SET PROBLEM »
Duplicate, unchanged, the part of the records that opens with the line containing "Target: passenger door" and closes with the line containing "x=584, y=193", both of those lines included. Reproduce only that part.

PROVIDED MATERIAL »
:::::
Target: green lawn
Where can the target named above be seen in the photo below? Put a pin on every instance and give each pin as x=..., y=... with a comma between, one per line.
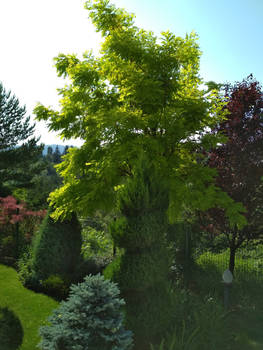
x=245, y=318
x=30, y=308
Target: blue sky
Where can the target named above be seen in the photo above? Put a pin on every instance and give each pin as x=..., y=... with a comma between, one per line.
x=33, y=32
x=230, y=32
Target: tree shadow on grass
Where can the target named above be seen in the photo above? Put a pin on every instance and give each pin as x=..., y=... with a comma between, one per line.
x=11, y=331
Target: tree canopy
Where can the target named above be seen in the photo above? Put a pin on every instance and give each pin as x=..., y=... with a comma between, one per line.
x=140, y=98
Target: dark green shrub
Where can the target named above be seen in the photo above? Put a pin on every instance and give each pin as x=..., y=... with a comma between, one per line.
x=56, y=248
x=91, y=319
x=11, y=331
x=92, y=266
x=55, y=287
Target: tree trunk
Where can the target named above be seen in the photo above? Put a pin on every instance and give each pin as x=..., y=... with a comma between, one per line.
x=232, y=259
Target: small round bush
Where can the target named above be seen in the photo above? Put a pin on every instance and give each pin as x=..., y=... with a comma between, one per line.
x=90, y=319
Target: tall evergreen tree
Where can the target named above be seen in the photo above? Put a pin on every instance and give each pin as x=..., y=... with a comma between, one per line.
x=19, y=152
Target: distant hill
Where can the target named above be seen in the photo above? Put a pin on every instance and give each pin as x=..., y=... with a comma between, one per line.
x=60, y=147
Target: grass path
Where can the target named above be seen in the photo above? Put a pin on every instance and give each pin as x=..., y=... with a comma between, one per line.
x=31, y=308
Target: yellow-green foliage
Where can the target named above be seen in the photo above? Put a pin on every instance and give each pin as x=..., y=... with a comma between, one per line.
x=142, y=95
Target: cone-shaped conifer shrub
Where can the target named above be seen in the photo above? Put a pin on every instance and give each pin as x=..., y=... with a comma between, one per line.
x=91, y=318
x=142, y=271
x=57, y=248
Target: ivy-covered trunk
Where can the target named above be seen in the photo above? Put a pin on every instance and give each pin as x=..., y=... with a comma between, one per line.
x=142, y=271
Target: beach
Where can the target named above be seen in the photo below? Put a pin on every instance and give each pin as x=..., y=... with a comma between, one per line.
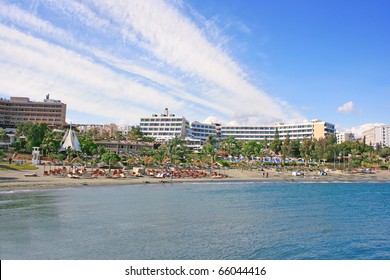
x=16, y=180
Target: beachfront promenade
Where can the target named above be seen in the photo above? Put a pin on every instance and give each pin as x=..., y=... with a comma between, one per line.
x=16, y=180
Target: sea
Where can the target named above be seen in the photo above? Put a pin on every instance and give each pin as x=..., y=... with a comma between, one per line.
x=198, y=221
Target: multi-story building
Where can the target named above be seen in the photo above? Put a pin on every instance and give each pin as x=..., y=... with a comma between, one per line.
x=379, y=134
x=22, y=109
x=201, y=131
x=344, y=136
x=103, y=130
x=314, y=129
x=164, y=126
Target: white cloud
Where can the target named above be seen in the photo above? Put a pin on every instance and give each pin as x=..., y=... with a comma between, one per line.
x=346, y=108
x=157, y=57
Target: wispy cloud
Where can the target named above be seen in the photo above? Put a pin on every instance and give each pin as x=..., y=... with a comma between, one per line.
x=127, y=59
x=346, y=108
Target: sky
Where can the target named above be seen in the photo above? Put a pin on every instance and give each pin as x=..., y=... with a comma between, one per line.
x=231, y=61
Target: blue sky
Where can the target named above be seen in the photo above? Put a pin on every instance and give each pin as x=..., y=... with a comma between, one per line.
x=248, y=62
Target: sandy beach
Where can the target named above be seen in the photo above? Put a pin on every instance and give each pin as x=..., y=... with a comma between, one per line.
x=16, y=180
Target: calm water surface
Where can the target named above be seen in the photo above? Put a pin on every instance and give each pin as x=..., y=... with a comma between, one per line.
x=239, y=220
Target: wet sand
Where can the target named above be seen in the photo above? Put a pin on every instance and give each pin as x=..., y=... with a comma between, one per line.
x=16, y=180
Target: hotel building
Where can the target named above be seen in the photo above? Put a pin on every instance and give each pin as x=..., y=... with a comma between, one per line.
x=313, y=129
x=21, y=109
x=166, y=126
x=378, y=135
x=344, y=136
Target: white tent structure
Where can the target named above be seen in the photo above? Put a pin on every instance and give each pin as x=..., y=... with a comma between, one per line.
x=70, y=141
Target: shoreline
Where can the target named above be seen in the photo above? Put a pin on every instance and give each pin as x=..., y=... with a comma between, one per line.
x=16, y=180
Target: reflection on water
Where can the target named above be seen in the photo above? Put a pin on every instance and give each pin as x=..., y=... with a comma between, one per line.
x=198, y=221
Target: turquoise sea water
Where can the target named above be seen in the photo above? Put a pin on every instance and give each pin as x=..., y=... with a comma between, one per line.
x=234, y=220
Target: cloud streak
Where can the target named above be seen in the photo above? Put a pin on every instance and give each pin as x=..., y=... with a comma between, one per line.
x=346, y=108
x=125, y=60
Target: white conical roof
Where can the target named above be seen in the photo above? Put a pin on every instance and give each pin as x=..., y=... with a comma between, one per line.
x=70, y=140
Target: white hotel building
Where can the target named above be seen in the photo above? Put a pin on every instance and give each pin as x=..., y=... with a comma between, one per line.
x=344, y=136
x=166, y=126
x=314, y=129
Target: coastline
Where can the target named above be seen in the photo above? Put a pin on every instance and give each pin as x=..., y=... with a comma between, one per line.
x=16, y=180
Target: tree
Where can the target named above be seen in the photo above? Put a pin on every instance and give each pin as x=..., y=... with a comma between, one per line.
x=51, y=142
x=135, y=134
x=306, y=149
x=251, y=149
x=88, y=146
x=3, y=133
x=176, y=150
x=33, y=134
x=286, y=148
x=231, y=146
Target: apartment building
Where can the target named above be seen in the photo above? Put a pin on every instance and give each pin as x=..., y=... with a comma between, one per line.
x=379, y=134
x=164, y=126
x=22, y=109
x=344, y=136
x=313, y=129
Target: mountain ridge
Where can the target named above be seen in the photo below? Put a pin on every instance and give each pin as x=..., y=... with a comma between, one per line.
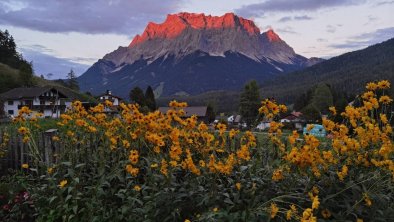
x=187, y=45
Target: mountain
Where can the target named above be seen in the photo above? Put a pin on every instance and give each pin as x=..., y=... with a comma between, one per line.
x=190, y=54
x=346, y=73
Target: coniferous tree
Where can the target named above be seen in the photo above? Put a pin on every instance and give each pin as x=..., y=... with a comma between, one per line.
x=137, y=96
x=250, y=102
x=72, y=80
x=26, y=75
x=150, y=101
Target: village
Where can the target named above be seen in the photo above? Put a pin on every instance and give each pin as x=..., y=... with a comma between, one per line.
x=52, y=101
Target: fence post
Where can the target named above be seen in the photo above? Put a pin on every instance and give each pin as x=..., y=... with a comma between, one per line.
x=49, y=145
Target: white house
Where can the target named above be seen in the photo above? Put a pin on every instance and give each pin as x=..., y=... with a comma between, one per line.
x=47, y=100
x=110, y=97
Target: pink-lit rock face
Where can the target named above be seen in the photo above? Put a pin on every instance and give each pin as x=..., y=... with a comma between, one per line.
x=175, y=24
x=185, y=33
x=272, y=36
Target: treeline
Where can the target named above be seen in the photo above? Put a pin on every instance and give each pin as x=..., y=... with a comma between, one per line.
x=146, y=100
x=347, y=73
x=15, y=71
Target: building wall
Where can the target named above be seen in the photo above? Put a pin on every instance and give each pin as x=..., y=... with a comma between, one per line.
x=36, y=101
x=115, y=101
x=13, y=107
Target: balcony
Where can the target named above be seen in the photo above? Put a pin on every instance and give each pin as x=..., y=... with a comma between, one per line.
x=43, y=107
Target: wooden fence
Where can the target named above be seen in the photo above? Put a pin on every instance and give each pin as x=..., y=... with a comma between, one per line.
x=17, y=152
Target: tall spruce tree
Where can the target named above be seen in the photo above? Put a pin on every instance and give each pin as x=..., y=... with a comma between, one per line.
x=137, y=96
x=150, y=101
x=249, y=103
x=72, y=80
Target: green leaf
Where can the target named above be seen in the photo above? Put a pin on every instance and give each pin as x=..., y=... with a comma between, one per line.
x=68, y=198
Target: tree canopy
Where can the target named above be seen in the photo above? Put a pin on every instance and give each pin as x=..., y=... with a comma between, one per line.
x=250, y=102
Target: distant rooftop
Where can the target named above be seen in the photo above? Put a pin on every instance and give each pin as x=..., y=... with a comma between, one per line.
x=199, y=111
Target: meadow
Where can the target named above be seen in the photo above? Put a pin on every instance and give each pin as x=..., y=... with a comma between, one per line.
x=163, y=167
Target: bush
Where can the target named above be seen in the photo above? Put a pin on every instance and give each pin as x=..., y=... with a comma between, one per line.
x=155, y=166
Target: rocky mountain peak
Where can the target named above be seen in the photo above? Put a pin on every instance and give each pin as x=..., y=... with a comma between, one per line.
x=175, y=24
x=272, y=36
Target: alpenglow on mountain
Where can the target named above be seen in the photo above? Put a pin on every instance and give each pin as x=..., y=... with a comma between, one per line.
x=191, y=53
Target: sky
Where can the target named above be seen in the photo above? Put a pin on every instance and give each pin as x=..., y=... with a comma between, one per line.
x=72, y=34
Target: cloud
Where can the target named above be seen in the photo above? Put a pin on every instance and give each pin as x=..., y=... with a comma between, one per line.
x=45, y=63
x=295, y=18
x=92, y=17
x=384, y=3
x=258, y=9
x=322, y=40
x=366, y=39
x=287, y=30
x=331, y=28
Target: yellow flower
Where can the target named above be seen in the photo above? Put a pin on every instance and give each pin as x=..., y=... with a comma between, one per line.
x=50, y=170
x=274, y=210
x=368, y=201
x=62, y=183
x=385, y=99
x=238, y=186
x=333, y=110
x=164, y=166
x=23, y=130
x=130, y=169
x=326, y=213
x=137, y=188
x=371, y=86
x=310, y=127
x=25, y=139
x=384, y=84
x=315, y=203
x=277, y=175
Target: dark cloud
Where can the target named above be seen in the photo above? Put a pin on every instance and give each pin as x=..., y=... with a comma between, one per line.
x=258, y=9
x=366, y=39
x=294, y=18
x=92, y=17
x=45, y=63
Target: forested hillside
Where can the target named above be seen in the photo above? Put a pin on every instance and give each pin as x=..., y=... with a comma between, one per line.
x=348, y=73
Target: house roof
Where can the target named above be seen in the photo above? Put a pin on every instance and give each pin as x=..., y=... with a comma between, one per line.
x=199, y=111
x=107, y=94
x=23, y=92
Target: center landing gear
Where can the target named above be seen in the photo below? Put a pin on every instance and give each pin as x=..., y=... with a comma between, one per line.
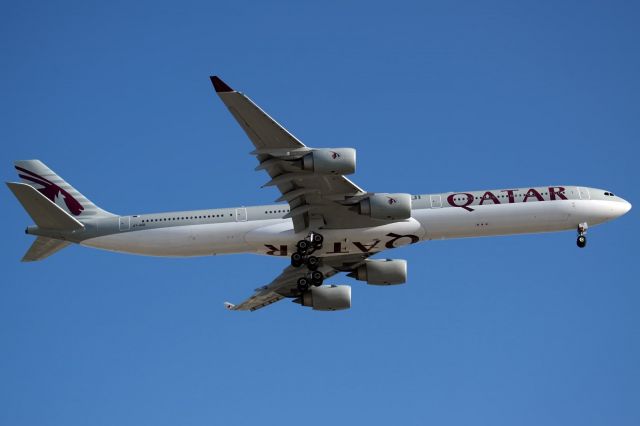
x=582, y=238
x=304, y=256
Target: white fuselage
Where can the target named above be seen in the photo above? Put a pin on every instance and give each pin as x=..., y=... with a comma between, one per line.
x=235, y=231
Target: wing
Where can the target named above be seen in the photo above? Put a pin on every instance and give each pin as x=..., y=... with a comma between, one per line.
x=285, y=285
x=316, y=200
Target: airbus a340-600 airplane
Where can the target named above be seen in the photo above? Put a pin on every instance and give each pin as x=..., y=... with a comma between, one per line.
x=327, y=226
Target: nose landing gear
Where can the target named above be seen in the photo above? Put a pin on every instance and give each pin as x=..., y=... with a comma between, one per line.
x=582, y=238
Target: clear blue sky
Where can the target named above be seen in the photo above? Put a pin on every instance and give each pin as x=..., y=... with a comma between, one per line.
x=435, y=96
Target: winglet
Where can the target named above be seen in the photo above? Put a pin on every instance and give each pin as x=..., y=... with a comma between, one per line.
x=220, y=85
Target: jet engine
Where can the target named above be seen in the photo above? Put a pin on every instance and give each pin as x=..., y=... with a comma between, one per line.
x=381, y=272
x=387, y=206
x=327, y=298
x=336, y=161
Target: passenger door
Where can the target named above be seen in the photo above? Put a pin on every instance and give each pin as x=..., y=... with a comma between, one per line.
x=241, y=215
x=584, y=193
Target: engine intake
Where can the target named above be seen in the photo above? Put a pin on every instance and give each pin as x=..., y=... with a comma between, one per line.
x=335, y=161
x=327, y=298
x=387, y=206
x=381, y=272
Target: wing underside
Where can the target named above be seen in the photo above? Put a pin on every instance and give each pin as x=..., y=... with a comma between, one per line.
x=285, y=285
x=316, y=200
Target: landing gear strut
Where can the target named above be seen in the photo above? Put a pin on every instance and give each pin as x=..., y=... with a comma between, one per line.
x=304, y=251
x=582, y=238
x=304, y=256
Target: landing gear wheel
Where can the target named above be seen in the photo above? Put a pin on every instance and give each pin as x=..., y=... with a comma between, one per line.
x=313, y=263
x=303, y=246
x=582, y=241
x=297, y=260
x=303, y=284
x=316, y=278
x=316, y=240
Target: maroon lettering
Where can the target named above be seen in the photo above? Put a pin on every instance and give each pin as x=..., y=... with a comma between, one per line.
x=273, y=251
x=451, y=199
x=557, y=190
x=532, y=193
x=395, y=237
x=512, y=197
x=337, y=248
x=366, y=248
x=489, y=196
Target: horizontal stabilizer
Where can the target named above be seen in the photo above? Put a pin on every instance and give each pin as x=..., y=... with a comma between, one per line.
x=43, y=247
x=45, y=213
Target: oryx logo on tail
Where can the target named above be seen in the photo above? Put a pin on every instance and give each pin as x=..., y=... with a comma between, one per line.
x=51, y=190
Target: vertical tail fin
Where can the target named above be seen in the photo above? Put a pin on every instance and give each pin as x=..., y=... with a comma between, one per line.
x=36, y=174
:::::
TASK RESULT »
Target: passenger door
Where can the target named above be seen in the photo above? Put a pin on every instance and give each pin as x=..., y=... with a comma between, one per line.
x=241, y=215
x=584, y=193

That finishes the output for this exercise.